● Provided passage
There’s no doubt that, in terms of offering specialised support and health services for the gay community, Cape Town is the best serviced city in Africa. This is largely due to the diverse range of services provided by Triangle Project and other organisations, and our vibrant gay tourism industry.

Cape Town Pride is a dynamic, inclusive and multi-faceted annual festival, MCQP has become an international brand and the Gay & Lesbian Film Festival has become an institution. Spatially we have a sense of an evolving ‘gay village’ which for some serves as the symbolic epicentre of our being gay and, superficially, vast areas of Cape Town appear to be relatively gay friendly.

All is not well

But, in terms of our collective social health, all is not well.

Within our sector we‘re plagued by all the usual ‘isms’ including racism, ageism and elitism. Many of us are prejudiced towards other LGBT people; people living with HIV, transgender people, older people and anyone who doesn’t conform to our emphasis on appearance can often attest to our disparaging attitudes.

Recreational drug abuse poses a huge problem and barebacking is rife. Many of us can contact a drug dealer with ease but hardly any of us have even heard or PEP (post-exposure prophylaxis), preventive medication that should be initiated within 72 hours after exposure to the HI virus. Our collective response to HIV remains “We are negative unless tested positive” and then we simply don’t undergo regular testing.

● Data excerpts
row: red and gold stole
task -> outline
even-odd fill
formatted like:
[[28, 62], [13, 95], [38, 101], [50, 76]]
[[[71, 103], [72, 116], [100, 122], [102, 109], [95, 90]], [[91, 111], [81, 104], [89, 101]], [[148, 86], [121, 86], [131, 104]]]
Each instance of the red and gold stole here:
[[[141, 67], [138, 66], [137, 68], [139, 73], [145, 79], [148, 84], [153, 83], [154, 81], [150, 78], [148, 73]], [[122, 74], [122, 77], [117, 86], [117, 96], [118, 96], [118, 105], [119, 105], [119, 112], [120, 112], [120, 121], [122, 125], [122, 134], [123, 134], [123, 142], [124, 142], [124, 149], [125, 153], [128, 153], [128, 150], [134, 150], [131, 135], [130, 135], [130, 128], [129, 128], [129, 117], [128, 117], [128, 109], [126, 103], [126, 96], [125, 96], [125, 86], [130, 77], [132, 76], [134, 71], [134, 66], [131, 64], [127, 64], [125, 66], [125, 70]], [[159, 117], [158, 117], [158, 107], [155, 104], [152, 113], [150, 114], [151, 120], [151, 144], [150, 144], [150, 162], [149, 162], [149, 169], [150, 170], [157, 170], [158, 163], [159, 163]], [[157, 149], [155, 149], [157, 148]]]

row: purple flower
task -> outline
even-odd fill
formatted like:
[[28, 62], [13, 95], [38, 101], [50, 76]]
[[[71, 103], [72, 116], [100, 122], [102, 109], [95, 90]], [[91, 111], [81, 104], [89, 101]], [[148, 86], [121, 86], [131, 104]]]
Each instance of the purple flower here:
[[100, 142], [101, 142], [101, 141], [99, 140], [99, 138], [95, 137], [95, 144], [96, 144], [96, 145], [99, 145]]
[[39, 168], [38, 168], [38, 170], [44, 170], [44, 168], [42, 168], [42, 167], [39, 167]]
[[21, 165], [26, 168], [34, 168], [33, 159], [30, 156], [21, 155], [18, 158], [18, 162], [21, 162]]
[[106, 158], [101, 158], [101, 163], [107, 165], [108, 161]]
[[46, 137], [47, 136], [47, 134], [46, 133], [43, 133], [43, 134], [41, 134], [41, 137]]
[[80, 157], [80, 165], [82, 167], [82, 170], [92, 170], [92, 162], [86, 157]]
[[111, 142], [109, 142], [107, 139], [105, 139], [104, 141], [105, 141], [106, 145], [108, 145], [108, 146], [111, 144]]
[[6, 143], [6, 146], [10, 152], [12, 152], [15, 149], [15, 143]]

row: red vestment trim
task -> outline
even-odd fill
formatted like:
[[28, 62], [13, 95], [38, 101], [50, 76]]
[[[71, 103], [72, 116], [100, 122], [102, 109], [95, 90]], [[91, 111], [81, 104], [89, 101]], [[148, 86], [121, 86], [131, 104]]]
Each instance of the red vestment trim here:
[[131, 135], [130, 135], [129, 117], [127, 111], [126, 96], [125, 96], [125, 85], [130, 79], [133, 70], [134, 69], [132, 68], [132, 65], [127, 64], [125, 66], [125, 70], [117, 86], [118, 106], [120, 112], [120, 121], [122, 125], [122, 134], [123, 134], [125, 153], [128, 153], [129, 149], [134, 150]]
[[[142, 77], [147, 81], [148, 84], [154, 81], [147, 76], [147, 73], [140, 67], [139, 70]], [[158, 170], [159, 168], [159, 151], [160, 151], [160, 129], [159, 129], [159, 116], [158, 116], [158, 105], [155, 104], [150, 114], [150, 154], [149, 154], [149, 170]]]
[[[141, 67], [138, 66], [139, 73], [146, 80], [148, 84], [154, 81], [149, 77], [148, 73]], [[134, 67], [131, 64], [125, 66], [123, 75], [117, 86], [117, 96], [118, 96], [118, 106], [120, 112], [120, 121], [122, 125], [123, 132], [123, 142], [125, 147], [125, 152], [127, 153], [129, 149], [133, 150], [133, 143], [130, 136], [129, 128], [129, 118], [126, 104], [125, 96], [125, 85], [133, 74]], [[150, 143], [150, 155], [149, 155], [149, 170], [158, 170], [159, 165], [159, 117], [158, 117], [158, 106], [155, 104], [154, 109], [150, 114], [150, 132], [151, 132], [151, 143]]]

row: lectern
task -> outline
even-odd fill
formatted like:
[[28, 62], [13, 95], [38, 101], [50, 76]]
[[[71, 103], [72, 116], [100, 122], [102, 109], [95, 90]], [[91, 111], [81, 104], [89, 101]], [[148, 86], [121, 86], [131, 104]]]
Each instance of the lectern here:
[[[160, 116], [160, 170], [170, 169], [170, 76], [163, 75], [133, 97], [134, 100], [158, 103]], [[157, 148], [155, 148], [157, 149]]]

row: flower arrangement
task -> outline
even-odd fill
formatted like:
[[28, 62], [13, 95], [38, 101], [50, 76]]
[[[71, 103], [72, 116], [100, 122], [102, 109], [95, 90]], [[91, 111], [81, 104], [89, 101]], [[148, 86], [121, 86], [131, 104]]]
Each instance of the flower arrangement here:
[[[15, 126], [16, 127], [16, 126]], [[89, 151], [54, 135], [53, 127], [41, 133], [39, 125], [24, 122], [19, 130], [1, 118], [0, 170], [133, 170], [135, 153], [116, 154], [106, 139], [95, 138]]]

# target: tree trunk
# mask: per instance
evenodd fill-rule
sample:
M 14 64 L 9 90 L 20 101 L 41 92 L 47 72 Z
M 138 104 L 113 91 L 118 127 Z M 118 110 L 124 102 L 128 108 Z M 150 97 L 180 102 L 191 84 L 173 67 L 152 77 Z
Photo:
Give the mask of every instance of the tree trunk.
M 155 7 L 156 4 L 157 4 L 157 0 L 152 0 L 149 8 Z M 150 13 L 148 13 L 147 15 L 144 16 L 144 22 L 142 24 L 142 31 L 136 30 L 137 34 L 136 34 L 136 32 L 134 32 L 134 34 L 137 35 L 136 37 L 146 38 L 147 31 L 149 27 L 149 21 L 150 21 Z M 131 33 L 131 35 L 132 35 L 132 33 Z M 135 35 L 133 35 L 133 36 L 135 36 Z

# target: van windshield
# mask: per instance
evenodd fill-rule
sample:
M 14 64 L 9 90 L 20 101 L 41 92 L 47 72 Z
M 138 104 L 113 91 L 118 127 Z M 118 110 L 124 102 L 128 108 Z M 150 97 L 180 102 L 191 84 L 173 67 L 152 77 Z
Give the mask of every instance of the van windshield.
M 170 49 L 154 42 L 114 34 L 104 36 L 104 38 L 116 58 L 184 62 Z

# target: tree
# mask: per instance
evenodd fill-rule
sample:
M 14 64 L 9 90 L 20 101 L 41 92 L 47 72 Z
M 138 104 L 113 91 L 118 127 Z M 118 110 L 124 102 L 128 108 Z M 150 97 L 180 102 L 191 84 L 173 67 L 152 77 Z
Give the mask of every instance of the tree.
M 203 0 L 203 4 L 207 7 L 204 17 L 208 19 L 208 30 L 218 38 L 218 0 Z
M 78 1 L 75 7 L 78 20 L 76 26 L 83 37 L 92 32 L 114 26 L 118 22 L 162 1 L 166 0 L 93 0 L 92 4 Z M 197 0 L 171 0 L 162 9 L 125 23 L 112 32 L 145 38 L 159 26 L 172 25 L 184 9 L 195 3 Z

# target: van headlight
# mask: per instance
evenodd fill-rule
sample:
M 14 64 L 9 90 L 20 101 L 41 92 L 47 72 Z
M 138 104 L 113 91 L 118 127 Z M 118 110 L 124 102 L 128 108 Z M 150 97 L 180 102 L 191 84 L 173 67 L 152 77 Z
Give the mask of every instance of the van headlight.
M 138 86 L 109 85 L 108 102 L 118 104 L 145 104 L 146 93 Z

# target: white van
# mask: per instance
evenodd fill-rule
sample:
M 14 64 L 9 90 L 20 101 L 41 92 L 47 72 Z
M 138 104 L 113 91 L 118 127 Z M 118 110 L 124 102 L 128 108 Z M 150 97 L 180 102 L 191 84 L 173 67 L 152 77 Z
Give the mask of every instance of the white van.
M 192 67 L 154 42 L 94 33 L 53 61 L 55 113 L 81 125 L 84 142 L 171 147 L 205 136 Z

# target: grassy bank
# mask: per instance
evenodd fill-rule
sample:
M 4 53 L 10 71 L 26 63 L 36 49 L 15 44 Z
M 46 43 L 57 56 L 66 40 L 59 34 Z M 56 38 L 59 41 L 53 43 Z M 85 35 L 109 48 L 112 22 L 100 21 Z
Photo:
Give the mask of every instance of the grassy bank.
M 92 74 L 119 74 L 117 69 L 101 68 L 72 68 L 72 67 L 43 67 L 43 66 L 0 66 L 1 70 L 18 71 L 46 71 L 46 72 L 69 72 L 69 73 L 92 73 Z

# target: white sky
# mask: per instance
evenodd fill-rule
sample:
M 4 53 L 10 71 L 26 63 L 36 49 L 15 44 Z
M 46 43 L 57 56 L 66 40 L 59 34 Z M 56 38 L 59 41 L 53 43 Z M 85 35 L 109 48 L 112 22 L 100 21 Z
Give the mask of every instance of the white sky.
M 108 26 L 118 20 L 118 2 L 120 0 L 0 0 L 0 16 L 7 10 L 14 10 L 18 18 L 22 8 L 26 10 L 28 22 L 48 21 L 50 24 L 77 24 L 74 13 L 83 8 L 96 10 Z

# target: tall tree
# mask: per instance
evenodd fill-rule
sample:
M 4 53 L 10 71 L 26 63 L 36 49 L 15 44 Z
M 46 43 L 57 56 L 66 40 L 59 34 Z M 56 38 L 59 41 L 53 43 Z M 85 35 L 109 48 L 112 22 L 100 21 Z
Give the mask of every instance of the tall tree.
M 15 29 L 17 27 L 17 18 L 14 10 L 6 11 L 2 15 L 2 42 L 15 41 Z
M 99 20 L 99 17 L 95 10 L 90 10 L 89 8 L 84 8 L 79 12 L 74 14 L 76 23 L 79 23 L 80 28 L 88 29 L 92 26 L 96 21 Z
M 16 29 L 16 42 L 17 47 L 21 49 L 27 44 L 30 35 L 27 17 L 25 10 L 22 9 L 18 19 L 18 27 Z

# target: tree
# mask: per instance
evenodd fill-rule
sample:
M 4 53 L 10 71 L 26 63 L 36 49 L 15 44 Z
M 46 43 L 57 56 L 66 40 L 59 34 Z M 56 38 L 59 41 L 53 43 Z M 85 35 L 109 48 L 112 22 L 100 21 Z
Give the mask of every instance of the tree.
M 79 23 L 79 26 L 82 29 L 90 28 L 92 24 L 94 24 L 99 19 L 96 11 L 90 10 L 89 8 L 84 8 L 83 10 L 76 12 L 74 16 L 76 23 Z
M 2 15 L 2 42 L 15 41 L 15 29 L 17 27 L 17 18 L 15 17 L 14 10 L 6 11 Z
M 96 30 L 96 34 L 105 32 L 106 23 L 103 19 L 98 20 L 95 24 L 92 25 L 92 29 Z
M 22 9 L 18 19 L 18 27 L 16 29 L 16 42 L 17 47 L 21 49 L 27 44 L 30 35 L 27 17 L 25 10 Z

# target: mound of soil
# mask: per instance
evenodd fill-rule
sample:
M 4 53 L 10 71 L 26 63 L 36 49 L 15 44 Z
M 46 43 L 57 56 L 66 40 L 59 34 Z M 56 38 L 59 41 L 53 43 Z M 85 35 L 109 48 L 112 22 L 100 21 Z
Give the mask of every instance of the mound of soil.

● Task A
According to the passage on Cape Town's gay community, within what time after exposure to HIV should PEP be started?
● Task B
List every group that the passage on Cape Town's gay community says can attest to prejudiced or disparaging attitudes within the community.
● Task C
Say whether each statement agrees with the passage on Cape Town's gay community, and quote the words that decide it.
(i) Cape Town is named the best serviced city in Africa for specialised support and health services for the gay community.
(ii) MCQP is described as a purely local event.
(iii) Barebacking is said to be uncommon.

● Your solution A
Within 72 hours after exposure to the HI virus.

● Your solution B
- People living with HIV
- Transgender people
- Older people
- Anyone who doesn't conform to the emphasis on appearance

● Your solution C
(i) Yes: "Cape Town is the best serviced city in Africa"
(ii) No: "MCQP has become an international brand"
(iii) No: "barebacking is rife"